[START OF Text block]
The team first produced a PC-based solution, but team members learned that people were uncomfortable with a PC-based phone system. So the team proceeded to produce an appliance without any moving parts, such as a hard disk or a cooling fan that could address customer concerns—another example of the team’s fast iterations based on customer feedback.

Response Point’s user-friendly management console enables an average PC user to set up a new phone system and customize its functionality. The system will be priced competitively, comes with everything needed to plug and play, and is easily extensible. VoIP phones are supported, as are traditional land lines.

The system was unveiled March 19, during Microsoft’s second annual Small Business Summit, and word spread fast.

“The amount of responses we received about Response Point has been amazing,” Huang says. “It’s very positive. People got very excited. They just want to have a workable solution. You connect it to power, you plug in the phone line, you plug in the network, and you can manage the whole system yourself. This has a lot of appeal to small-business owners, because they are usually their own IT staff.”

Rich Tosi, president of Uniden America, with D-Link Systems and Quanta Computer one of three original-equipment manufacturers [OEMs] that will build Response Point models, appreciates the ease of use the system offers.

“The Response Point voice commands and speech-enabled auto-attendant will offer users a powerful experience that differs radically from other small-business phone systems on the market,” Tosi says. “A small-business employee can press one button on the handset of a cordless phone and then access anyone in the company directory, anyone in his Outlook® contacts, and a range of calling features with a few simple words. That is a very powerful user experience.”

Huang relishes the response his team’s first incubation has evoked, but he realizes the challenge was, and is, daunting.

“Jack Welch, the former CEO of GE, once said that running a million-dollar incubation is much harder than running a billion-dollar existing business,” Huang relates. “Most incubations actually fail.”
[END OF Text block]
* To be done
A – In the Response Point passage, when and where was the system unveiled?
B – Write out the Response Point passage word for word, from "The system was" up to and including "the system offers.".
[START OF Material provided]
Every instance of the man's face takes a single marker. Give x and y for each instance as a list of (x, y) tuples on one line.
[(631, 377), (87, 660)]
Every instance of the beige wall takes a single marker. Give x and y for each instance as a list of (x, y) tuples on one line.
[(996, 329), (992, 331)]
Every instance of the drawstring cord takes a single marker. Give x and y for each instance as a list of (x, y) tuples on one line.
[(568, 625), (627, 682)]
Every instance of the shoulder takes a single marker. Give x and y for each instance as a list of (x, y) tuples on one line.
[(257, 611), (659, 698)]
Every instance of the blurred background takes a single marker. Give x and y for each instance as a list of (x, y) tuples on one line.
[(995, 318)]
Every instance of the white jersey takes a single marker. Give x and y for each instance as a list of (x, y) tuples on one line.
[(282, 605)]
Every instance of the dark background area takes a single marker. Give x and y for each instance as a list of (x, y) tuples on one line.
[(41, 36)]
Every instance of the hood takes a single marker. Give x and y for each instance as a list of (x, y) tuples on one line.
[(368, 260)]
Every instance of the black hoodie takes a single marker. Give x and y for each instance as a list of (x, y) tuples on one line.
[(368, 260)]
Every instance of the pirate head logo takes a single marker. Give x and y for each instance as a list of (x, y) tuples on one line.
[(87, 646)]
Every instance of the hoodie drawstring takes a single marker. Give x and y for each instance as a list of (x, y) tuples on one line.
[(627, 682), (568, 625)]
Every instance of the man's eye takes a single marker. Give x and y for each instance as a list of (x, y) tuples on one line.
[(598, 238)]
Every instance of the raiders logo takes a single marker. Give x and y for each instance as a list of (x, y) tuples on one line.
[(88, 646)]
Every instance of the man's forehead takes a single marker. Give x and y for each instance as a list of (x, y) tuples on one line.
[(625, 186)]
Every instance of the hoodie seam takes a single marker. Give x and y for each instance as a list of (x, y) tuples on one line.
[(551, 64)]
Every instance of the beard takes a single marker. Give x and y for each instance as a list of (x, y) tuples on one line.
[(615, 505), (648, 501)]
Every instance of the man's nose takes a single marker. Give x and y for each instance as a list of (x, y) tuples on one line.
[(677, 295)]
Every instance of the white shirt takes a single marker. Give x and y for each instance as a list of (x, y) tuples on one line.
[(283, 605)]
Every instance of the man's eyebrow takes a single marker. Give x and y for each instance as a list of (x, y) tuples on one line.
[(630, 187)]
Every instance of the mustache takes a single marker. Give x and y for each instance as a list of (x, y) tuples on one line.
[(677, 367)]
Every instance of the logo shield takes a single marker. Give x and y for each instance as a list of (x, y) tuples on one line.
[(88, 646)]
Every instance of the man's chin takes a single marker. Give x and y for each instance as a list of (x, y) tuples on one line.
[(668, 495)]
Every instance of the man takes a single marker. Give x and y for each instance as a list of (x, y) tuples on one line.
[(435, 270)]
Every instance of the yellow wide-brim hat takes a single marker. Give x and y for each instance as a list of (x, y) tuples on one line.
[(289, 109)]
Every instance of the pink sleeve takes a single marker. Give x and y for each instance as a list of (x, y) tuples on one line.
[END OF Material provided]
* Results by task
A – It was unveiled on March 19, during Microsoft's second annual Small Business Summit.

B –
The system was unveiled March 19, during Microsoft’s second annual Small Business Summit, and word spread fast.

“The amount of responses we received about Response Point has been amazing,” Huang says. “It’s very positive. People got very excited. They just want to have a workable solution. You connect it to power, you plug in the phone line, you plug in the network, and you can manage the whole system yourself. This has a lot of appeal to small-business owners, because they are usually their own IT staff.”

Rich Tosi, president of Uniden America, with D-Link Systems and Quanta Computer one of three original-equipment manufacturers [OEMs] that will build Response Point models, appreciates the ease of use the system offers.